Source passage.

════════

Comparative analysis of five highly conserved target sites within the HIV-1 RNA for their susceptibility to hammerhead ribozyme-mediated cleavage in vitro and in vivo.

Moloney murine leukemia virus (MMLV)-derived pUCMoTiN-based retroviral vectors were engineered to allow constitutive and Tat (trans-activator of transcription)-inducible expression of five hammerhead ribozymes targeted against highly conserved sequences within the group antigen (Gag), protease (Pro), reverse transcriptase (RT), tat, and envelope (Env) coding regions of human immunodeficiency virus type-1 (HIV-1) RNA. Amphotropic retroviral vector particles were used to infect a human CD4+ lymphocyte-derived MT4 cell line. The pool of stable MT4 transductants expressing these ribozymes were each tested for their susceptibility to HIV-1 infection. RzTat conferred no protection to MT4 cells. RZGag and RzRT completely inhibited virus multiplication for 6 days. RzPro and RzEnv conferred the best protection, as they completely inhibited virus production for 12 and 15 days, respectively. No correlation was found between the degree of HIV-1 resistance conferred and the ability of these ribozymes to cleave their target RNA in vitro. From RzPro-expressing HIV-1-infected cells following virus escape, RzPro and target RNA sequences were amplified and checked for cleavage in vitro. The ribozyme expressed in these cells was shown to cleave the corresponding target RNA. Thus, a mutation in the ribozyme or target RNA does not seem to be the mechanism underlying virus escape.

════════

Provided material.
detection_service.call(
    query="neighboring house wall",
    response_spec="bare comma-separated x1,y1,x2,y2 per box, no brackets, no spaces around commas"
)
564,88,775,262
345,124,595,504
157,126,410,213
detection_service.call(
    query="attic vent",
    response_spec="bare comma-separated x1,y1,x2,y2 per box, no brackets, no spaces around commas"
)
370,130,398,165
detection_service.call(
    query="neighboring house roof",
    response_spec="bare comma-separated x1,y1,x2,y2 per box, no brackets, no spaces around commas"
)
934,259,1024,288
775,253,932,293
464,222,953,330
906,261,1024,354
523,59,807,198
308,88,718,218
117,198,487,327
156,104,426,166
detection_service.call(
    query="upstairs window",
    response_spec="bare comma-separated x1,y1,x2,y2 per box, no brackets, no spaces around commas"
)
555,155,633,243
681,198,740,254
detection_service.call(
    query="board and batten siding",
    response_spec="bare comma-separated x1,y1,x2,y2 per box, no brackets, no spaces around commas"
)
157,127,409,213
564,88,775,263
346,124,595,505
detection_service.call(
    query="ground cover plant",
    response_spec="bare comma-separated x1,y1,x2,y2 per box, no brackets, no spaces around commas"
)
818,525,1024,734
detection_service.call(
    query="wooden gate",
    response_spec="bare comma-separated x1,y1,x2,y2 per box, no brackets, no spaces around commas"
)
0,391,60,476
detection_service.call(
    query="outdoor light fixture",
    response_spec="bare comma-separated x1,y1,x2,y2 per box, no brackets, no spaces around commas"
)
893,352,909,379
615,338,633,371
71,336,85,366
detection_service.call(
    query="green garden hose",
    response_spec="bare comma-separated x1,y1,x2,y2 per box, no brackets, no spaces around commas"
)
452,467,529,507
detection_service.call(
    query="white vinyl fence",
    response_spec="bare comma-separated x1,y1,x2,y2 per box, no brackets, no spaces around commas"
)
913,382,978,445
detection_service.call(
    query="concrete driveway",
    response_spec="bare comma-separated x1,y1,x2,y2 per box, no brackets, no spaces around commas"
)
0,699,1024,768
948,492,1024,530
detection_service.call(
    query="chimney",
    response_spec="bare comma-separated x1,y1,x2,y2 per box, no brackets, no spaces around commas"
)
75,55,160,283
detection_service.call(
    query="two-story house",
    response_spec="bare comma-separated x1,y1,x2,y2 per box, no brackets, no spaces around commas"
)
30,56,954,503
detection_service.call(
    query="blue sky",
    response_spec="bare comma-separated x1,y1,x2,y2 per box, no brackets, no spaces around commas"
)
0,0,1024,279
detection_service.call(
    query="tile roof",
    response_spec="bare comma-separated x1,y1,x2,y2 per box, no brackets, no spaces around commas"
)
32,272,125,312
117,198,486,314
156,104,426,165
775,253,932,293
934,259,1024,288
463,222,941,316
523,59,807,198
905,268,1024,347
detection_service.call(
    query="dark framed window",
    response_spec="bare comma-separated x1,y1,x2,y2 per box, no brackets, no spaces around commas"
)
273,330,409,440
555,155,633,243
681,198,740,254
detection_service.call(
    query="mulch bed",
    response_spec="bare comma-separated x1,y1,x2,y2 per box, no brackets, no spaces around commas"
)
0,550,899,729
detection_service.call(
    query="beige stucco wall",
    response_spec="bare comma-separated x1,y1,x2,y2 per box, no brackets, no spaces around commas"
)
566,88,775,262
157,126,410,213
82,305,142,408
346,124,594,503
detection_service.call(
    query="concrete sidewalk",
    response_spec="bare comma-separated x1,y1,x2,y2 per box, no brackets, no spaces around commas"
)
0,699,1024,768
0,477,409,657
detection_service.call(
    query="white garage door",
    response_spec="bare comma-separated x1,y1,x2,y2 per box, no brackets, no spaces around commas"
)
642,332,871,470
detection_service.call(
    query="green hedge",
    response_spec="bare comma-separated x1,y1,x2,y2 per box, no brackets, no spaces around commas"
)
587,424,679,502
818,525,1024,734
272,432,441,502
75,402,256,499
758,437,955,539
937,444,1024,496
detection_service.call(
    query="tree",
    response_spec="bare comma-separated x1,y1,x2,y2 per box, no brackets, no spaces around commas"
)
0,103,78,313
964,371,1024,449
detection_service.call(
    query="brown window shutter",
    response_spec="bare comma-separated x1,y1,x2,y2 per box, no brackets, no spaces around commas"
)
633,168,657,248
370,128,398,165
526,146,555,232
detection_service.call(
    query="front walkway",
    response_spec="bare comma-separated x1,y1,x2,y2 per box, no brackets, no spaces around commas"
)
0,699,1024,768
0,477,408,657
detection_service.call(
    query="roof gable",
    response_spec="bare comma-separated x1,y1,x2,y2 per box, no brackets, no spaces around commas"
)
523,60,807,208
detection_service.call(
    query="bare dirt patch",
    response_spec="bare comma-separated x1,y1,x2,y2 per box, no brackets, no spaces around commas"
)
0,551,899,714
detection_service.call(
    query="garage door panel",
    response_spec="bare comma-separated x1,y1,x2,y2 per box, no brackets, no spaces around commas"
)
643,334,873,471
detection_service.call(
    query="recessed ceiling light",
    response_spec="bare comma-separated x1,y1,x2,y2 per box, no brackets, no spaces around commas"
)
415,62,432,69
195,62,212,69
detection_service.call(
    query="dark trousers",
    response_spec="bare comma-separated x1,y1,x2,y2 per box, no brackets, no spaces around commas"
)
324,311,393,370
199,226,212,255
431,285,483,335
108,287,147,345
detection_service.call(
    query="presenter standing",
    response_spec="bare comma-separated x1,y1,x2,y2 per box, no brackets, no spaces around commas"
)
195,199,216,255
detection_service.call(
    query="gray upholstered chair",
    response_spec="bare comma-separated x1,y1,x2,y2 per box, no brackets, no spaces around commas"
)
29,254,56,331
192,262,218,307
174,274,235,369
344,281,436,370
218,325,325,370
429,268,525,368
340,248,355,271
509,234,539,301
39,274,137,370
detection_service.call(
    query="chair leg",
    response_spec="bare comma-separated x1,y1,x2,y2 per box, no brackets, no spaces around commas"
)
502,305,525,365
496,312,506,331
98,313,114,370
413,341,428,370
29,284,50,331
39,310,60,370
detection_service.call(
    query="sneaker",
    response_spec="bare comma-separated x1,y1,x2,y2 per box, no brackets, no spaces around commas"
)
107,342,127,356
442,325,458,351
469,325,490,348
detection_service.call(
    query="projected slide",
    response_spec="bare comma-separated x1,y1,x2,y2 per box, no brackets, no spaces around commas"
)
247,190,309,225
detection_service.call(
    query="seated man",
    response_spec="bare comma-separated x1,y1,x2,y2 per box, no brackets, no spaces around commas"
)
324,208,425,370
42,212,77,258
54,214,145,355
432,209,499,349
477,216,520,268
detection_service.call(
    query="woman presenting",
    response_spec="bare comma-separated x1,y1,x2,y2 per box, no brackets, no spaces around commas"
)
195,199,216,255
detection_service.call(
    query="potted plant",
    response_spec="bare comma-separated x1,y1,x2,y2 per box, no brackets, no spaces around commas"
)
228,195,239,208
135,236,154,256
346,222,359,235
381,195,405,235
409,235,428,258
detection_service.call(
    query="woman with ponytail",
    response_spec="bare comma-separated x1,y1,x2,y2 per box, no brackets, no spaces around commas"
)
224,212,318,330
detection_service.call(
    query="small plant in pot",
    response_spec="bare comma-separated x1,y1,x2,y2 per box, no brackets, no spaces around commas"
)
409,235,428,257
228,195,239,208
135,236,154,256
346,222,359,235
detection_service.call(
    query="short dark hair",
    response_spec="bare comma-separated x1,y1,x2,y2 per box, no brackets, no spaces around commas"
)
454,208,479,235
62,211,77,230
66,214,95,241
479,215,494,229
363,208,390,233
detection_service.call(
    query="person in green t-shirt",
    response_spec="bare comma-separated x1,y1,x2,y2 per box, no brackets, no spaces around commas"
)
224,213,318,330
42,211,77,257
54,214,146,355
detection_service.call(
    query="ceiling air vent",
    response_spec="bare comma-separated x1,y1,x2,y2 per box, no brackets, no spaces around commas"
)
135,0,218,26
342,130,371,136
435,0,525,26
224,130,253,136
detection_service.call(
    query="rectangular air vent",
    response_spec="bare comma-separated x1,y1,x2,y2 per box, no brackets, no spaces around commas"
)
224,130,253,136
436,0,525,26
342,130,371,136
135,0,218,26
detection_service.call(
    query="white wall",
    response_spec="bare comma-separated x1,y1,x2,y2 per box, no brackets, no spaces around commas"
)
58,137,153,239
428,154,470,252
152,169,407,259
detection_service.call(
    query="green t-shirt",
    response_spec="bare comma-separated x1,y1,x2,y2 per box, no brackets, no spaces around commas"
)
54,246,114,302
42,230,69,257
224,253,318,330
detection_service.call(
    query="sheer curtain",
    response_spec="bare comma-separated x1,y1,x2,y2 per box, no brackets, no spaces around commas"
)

════════

Goal of the exercise. Please extract the passage from the HIV-1 ribozyme abstract starting with "Comparative analysis of" and going on through "and in vivo.", copying it word for word.

Exercise output.
Comparative analysis of five highly conserved target sites within the HIV-1 RNA for their susceptibility to hammerhead ribozyme-mediated cleavage in vitro and in vivo.